== Given text
These are three important elements that come into this matter of spiritual judgment, as intended to be applied by us constantly with a view to our preservation, for, as was said in prayer, our God is a consuming fire. Everyone knows what his flesh is; as the Scripture says, “The heart is deceitful above all things, and incurable”, Jer 17: 9; anyone who knows anything of having to do with God understands that, but there is the power to move in superiority to the flesh, and to be preserved in superiority to it in the Holy Spirit. The spiritual meaning of these particular features of Bethel, of Gilgal and of Mizpah is intended to be remembered by us as a means by which, with the Spirit’s help, we may be preserved.
It says, “his return was to Ramah; for there was his house, and there he judged Israel; and there he built an altar: to Jehovah”, 1 Sam 7: 17. Now he is bringing in a fourth item, which can be used for our spiritual preservation. He is bringing in our private household relations with God. Samuel always returned to Ramah, for it says, “there was his house”, and “there he built an altar to Jehovah”. He was careful there to maintain his own personal links with the Lord, and he would remind us of the importance of maintaining our own personal links with the Lord day by day, seeing to it that the altar is availed of, not in a formal way, but in a real way, and as this is done it will be another feature that will serve to preserve us. That is what was impressed upon me to speak of this evening, the importance of every one of us cultivating and maintaining this element of spiritual judgment in the fear of God, and the way the teaching relating to these four places, Bethel, Gilgal, Mizpah and Ramah is intended by God to serve as a help so that we should be preserved in His fear.
====
== Source information
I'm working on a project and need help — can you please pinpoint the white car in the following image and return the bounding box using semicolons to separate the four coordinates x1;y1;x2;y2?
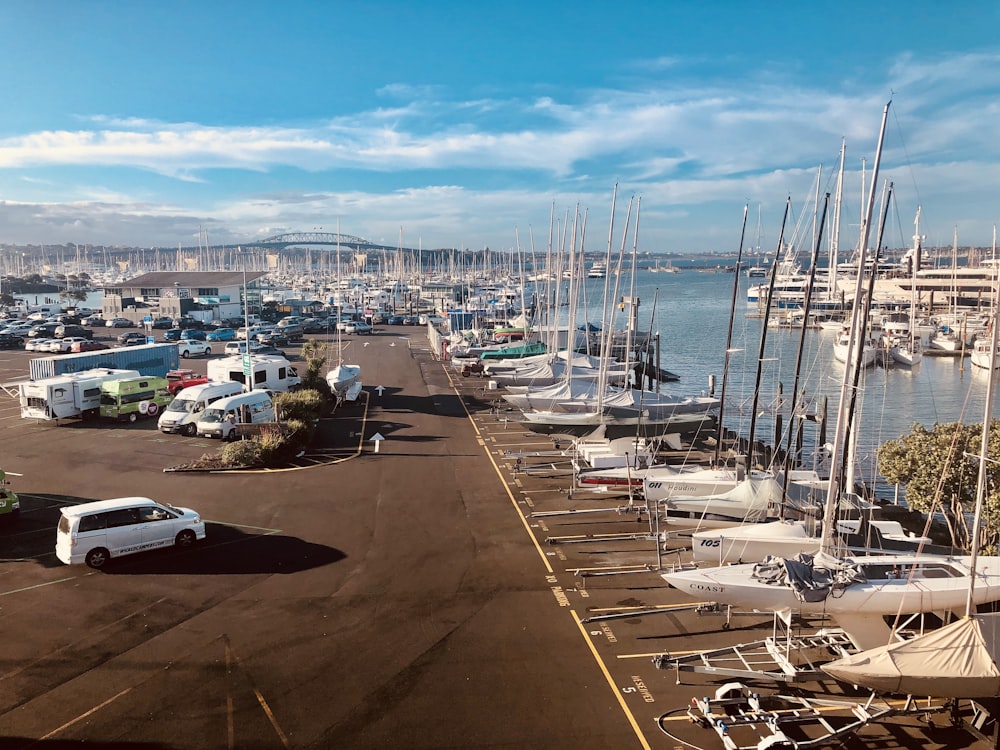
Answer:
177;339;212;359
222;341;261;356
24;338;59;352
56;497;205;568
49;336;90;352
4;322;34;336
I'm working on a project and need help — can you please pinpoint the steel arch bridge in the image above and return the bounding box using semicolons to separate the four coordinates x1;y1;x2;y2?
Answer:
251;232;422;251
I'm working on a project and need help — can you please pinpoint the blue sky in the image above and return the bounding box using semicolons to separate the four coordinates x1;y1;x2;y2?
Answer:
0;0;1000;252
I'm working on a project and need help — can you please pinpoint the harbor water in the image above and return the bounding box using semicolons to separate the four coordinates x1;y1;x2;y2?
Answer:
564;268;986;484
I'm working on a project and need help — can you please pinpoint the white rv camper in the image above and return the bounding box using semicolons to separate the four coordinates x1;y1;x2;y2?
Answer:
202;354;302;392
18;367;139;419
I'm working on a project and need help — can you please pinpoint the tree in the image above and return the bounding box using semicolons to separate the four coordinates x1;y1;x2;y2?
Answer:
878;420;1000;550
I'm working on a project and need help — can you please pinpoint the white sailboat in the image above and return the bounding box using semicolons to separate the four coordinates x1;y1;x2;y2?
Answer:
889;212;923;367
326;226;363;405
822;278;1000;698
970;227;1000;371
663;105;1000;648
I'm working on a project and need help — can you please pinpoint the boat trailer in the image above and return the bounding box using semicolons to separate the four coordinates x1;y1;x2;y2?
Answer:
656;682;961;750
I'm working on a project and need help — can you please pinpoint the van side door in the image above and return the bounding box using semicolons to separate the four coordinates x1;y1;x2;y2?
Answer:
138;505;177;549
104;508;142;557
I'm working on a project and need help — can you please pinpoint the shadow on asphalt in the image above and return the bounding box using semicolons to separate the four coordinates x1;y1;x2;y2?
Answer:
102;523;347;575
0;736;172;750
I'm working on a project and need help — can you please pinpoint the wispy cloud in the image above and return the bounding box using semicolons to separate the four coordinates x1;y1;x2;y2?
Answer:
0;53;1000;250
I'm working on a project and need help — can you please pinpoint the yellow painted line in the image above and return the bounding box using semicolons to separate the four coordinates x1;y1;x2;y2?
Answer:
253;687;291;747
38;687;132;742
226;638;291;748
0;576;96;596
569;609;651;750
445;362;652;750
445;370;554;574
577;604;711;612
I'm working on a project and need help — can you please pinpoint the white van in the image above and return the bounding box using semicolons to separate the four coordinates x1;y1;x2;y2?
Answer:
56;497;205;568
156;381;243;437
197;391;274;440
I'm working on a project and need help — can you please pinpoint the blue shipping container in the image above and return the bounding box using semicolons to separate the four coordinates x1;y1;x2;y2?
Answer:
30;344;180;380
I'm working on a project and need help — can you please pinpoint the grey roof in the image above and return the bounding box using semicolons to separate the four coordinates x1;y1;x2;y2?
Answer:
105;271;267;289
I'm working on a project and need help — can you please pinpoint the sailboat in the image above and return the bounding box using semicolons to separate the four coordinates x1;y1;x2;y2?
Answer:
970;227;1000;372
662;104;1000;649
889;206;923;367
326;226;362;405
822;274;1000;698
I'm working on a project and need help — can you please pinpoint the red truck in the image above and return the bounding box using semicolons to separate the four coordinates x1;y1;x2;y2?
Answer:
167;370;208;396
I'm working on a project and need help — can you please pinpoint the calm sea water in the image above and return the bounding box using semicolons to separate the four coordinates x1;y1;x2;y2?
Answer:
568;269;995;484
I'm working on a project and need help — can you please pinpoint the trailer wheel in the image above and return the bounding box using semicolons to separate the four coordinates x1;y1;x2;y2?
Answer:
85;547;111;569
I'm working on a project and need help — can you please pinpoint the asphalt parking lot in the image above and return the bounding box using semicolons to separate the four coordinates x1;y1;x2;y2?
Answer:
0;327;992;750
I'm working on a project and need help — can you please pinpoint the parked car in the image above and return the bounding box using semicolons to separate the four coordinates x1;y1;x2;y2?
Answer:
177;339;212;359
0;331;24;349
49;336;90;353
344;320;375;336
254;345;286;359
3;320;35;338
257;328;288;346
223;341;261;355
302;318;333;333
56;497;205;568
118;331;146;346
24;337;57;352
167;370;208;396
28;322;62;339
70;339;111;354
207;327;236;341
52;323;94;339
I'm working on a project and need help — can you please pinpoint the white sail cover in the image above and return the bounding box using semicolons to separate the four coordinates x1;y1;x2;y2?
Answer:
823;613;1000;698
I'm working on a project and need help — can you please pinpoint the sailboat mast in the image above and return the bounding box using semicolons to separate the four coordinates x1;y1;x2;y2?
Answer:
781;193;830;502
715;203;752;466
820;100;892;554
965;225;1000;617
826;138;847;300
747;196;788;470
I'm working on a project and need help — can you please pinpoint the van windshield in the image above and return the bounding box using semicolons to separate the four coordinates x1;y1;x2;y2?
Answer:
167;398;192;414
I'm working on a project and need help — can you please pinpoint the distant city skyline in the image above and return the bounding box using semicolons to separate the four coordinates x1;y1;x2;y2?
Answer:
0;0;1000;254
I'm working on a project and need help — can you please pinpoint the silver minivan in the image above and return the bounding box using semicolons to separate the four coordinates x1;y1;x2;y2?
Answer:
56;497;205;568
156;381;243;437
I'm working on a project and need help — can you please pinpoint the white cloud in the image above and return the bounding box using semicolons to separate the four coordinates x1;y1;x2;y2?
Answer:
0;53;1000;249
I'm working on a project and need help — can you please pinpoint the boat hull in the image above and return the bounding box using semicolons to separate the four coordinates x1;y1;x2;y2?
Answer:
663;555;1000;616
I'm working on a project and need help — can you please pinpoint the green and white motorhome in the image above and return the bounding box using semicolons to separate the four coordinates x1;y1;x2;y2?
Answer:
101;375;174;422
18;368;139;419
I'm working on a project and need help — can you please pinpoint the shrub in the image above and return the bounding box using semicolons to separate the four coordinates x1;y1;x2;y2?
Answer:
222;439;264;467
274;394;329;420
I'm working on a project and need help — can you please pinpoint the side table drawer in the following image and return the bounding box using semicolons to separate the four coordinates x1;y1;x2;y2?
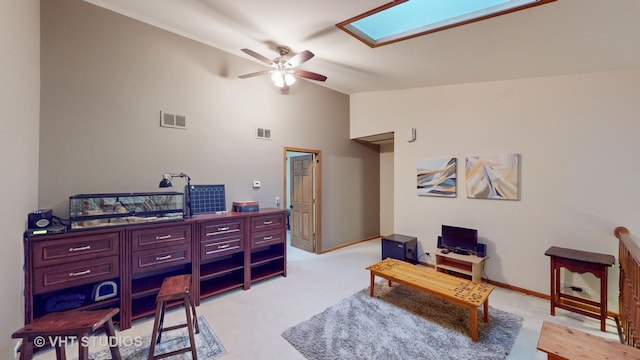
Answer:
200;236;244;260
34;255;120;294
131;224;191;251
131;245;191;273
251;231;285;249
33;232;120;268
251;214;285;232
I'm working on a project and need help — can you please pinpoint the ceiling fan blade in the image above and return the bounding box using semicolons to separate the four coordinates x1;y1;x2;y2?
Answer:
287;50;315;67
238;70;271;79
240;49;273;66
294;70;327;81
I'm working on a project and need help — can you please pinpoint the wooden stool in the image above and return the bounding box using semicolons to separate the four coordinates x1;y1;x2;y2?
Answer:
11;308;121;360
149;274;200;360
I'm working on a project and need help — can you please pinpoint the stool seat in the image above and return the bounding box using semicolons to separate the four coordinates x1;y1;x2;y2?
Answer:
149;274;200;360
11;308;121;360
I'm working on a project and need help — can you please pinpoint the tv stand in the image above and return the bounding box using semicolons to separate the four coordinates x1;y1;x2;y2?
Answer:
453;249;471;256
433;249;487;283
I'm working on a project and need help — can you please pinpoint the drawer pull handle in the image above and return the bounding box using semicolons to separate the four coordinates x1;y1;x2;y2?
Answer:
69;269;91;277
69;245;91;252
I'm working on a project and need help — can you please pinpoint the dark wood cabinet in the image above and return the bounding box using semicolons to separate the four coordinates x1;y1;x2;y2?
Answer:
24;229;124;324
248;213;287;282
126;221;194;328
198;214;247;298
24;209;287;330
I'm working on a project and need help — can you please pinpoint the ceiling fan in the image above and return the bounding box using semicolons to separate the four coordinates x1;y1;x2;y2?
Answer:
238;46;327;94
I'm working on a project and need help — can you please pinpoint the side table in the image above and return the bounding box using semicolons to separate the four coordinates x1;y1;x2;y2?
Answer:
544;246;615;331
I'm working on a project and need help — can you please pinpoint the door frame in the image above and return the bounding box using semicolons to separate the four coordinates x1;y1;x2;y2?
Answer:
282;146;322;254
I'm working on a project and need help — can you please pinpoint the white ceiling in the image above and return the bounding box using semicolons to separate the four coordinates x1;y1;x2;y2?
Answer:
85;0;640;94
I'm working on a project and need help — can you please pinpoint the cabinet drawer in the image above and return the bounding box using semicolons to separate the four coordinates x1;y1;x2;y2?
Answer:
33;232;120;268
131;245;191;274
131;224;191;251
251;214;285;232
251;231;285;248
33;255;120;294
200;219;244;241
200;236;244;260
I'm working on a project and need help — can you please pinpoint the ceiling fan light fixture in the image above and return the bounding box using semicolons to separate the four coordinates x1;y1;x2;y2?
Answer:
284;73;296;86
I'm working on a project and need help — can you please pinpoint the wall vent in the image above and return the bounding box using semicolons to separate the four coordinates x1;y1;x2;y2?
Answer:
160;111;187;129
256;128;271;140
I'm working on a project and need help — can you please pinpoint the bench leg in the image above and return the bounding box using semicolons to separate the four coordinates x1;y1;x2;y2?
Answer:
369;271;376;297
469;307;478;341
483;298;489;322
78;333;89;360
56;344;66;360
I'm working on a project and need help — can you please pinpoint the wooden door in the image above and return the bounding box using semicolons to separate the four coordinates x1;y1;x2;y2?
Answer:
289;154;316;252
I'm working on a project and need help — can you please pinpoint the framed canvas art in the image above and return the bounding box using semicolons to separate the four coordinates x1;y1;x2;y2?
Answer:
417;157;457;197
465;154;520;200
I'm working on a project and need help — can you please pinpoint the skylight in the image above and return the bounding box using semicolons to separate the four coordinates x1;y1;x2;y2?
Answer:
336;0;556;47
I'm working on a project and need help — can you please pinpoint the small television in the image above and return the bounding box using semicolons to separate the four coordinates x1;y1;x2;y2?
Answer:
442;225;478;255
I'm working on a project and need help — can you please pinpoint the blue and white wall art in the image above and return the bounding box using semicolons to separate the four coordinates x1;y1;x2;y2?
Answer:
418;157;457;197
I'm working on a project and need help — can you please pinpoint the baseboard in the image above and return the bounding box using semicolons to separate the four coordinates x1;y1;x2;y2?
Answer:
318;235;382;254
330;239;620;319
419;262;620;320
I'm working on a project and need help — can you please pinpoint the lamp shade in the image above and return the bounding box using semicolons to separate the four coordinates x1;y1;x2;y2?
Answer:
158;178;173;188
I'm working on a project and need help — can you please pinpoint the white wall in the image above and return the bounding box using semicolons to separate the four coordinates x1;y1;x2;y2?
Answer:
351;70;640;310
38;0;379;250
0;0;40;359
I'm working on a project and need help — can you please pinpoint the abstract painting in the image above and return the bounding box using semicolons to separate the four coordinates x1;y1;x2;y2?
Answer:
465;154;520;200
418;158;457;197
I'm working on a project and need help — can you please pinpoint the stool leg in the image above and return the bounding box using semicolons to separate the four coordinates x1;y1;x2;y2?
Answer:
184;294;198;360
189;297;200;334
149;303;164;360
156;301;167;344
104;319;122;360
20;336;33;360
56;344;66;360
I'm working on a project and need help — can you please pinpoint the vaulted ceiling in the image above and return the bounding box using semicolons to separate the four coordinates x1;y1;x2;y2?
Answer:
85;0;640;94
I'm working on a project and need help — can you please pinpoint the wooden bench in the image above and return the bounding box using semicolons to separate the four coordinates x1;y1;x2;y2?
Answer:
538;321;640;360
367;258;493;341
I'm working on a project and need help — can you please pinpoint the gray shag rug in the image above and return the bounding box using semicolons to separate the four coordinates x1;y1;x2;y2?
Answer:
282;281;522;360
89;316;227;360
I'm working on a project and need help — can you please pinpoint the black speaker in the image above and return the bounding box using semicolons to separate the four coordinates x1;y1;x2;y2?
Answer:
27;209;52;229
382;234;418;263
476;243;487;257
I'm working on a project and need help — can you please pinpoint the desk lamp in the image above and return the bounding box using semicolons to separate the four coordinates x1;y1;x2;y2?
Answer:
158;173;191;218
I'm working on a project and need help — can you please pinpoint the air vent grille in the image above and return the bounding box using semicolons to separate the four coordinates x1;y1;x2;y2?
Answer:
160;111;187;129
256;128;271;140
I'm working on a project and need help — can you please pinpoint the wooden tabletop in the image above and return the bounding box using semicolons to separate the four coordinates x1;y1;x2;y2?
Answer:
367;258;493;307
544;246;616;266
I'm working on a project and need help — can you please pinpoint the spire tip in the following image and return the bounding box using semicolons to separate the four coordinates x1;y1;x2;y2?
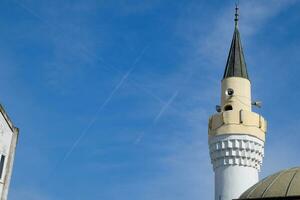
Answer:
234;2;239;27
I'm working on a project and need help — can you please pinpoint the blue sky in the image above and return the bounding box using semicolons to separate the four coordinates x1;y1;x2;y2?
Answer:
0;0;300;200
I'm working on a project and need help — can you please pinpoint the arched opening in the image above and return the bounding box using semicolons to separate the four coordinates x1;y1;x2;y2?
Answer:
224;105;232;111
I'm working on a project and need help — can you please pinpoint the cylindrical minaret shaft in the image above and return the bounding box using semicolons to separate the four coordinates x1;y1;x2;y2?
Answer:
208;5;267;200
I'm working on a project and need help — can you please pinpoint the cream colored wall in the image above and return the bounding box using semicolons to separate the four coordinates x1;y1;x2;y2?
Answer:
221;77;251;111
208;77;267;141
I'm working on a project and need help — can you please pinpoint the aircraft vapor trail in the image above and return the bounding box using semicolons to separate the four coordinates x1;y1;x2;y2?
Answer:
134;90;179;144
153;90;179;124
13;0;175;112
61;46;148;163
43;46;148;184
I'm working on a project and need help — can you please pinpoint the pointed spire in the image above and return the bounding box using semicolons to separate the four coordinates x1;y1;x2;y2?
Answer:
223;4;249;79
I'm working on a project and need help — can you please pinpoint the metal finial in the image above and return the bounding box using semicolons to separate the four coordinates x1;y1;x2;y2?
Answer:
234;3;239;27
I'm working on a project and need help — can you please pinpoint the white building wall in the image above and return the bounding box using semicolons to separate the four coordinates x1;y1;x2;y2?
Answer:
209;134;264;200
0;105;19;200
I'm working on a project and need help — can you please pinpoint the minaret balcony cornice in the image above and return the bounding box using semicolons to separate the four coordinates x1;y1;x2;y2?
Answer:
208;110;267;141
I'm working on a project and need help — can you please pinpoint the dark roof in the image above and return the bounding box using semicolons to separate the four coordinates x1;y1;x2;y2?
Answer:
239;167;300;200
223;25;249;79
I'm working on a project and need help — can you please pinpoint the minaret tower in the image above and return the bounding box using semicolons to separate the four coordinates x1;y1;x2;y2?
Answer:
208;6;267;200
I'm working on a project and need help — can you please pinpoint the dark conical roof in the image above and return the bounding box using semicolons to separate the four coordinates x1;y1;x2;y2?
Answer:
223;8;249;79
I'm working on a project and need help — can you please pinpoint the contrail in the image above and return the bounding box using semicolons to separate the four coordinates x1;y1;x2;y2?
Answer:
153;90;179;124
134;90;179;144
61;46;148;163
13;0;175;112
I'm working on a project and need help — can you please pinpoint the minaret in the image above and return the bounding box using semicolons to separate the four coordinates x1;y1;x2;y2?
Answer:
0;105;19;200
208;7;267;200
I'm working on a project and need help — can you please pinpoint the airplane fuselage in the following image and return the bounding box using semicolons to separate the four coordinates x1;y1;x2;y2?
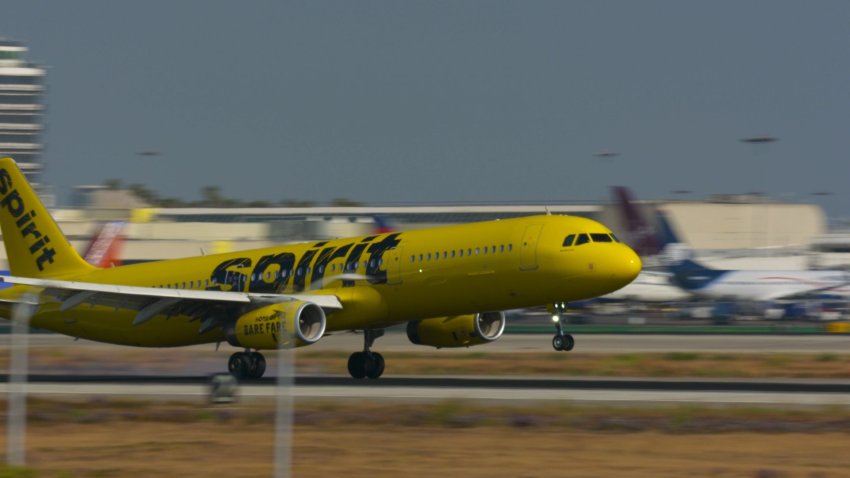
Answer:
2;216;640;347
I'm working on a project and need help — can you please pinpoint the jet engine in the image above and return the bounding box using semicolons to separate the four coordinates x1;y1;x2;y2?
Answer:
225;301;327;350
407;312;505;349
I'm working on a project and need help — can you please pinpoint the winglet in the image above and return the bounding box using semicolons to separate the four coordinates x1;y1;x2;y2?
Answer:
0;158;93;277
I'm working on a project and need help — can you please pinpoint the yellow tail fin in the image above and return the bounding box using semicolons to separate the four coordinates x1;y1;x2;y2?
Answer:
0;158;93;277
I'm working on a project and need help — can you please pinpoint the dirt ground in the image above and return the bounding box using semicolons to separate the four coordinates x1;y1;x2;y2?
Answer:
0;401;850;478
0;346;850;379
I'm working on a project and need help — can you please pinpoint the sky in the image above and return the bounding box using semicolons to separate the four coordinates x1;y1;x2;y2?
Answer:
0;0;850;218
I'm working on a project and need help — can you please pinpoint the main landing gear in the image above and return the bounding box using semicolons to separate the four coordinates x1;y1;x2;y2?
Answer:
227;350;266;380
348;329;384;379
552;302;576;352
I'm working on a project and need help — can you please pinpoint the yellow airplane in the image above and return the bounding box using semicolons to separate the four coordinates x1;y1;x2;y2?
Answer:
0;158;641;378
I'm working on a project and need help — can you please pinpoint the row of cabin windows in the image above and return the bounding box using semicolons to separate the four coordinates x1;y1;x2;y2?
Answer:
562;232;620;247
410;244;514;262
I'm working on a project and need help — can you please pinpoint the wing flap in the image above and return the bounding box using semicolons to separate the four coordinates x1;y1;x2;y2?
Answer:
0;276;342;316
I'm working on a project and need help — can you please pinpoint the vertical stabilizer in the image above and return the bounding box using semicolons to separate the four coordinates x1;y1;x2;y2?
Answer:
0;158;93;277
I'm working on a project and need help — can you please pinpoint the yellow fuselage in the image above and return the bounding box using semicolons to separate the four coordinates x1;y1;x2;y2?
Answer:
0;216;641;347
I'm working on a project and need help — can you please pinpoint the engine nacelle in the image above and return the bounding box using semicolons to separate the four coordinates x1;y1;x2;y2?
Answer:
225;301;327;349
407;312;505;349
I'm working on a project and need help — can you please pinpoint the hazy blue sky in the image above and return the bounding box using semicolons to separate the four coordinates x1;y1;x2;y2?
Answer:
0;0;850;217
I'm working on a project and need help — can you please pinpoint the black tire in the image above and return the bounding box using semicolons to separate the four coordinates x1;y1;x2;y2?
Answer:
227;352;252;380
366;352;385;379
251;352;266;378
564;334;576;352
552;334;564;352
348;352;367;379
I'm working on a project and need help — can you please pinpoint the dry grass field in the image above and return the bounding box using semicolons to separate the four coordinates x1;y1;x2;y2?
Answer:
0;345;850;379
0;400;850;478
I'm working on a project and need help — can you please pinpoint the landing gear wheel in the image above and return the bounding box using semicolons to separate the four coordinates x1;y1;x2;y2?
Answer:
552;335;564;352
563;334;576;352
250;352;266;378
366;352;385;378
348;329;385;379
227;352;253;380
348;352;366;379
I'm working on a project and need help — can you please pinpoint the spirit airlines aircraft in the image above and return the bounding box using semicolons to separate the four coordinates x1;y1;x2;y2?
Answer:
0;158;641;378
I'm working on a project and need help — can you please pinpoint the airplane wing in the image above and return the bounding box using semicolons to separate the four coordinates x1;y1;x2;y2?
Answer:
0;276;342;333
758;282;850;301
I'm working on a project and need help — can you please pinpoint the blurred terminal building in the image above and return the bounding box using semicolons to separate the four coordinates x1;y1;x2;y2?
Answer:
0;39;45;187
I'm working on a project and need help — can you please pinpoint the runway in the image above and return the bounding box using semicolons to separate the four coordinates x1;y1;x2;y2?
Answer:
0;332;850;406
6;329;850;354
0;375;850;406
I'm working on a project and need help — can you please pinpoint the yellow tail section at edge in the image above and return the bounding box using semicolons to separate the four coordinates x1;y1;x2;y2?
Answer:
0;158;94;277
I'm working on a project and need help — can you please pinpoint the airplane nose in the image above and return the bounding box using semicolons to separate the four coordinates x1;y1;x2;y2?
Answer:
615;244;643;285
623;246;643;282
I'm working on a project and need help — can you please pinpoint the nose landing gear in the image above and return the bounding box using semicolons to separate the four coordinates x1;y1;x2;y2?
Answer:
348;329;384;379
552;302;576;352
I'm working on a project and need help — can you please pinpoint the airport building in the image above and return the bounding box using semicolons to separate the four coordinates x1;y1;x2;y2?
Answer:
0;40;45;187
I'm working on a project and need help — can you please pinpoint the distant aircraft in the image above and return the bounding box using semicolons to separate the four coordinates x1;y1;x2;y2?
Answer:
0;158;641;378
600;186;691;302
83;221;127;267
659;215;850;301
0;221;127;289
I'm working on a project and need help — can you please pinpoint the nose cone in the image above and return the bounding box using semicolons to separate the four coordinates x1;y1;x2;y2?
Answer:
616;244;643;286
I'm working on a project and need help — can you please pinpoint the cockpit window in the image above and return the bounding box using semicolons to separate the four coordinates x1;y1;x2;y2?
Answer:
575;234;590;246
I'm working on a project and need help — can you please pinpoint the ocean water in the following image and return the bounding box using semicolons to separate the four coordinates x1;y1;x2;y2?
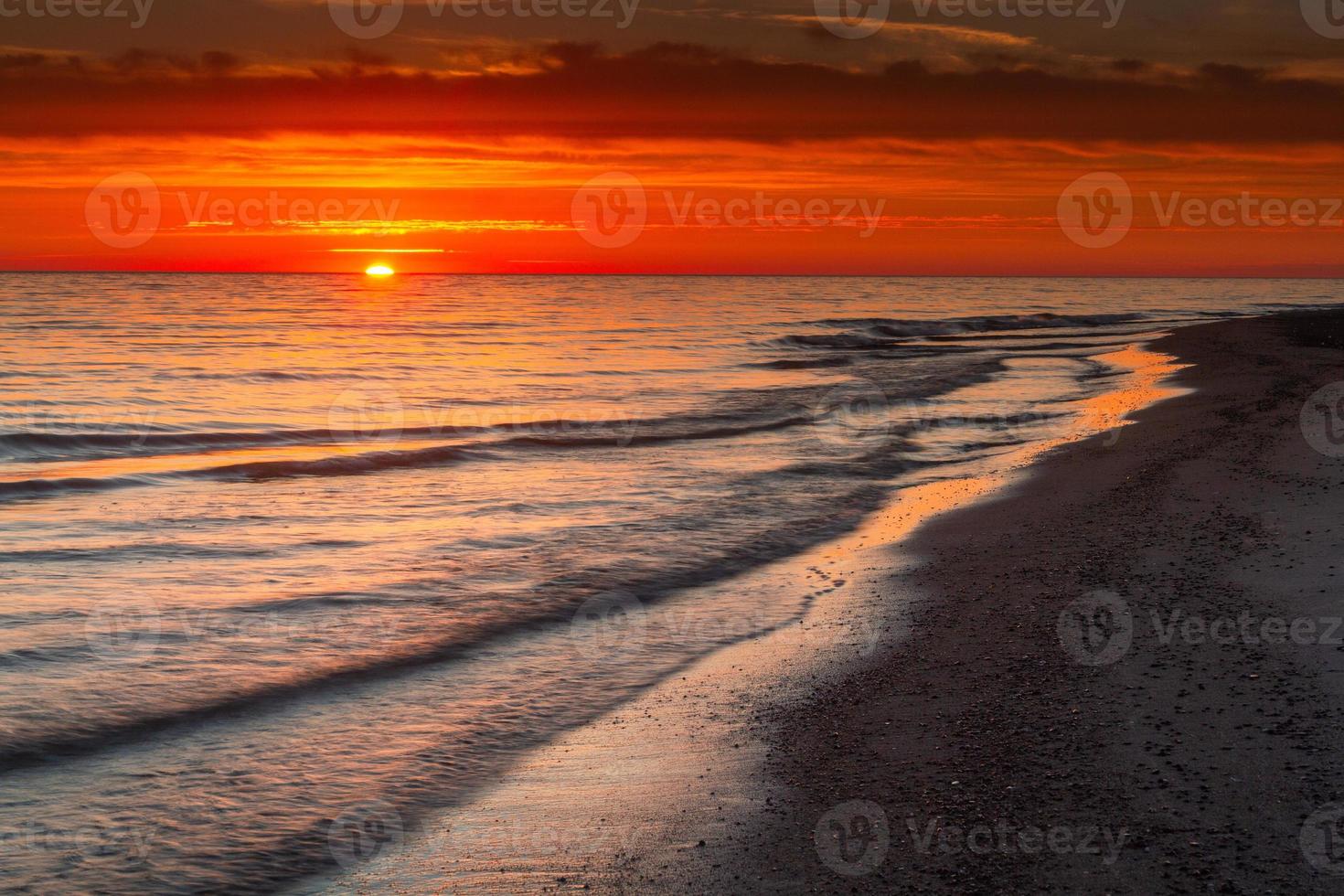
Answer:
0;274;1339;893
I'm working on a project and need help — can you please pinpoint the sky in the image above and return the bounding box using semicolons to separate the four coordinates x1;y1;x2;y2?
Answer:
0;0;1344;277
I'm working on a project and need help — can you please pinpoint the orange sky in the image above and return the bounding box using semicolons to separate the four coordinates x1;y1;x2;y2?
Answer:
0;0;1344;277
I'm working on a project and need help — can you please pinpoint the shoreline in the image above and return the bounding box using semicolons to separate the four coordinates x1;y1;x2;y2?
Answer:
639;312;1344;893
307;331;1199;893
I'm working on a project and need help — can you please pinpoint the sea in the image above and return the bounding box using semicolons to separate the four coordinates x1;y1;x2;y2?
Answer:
====
■ Required actions
1. How would you translate this sentence from the passage on spiritual judgment into Spanish: "He is bringing in our private household relations with God."
2. Could you set down, word for word, the portion of the passage on spiritual judgment from "These are three" to "may be preserved."?

■ Responses for each task
1. Él está introduciendo nuestras relaciones domésticas privadas con Dios.

2.
These are three important elements that come into this matter of spiritual judgment, as intended to be applied by us constantly with a view to our preservation, for, as was said in prayer, our God is a consuming fire. Everyone knows what his flesh is; as the Scripture says, “The heart is deceitful above all things, and incurable”, Jer 17: 9; anyone who knows anything of having to do with God understands that, but there is the power to move in superiority to the flesh, and to be preserved in superiority to it in the Holy Spirit. The spiritual meaning of these particular features of Bethel, of Gilgal and of Mizpah is intended to be remembered by us as a means by which, with the Spirit’s help, we may be preserved.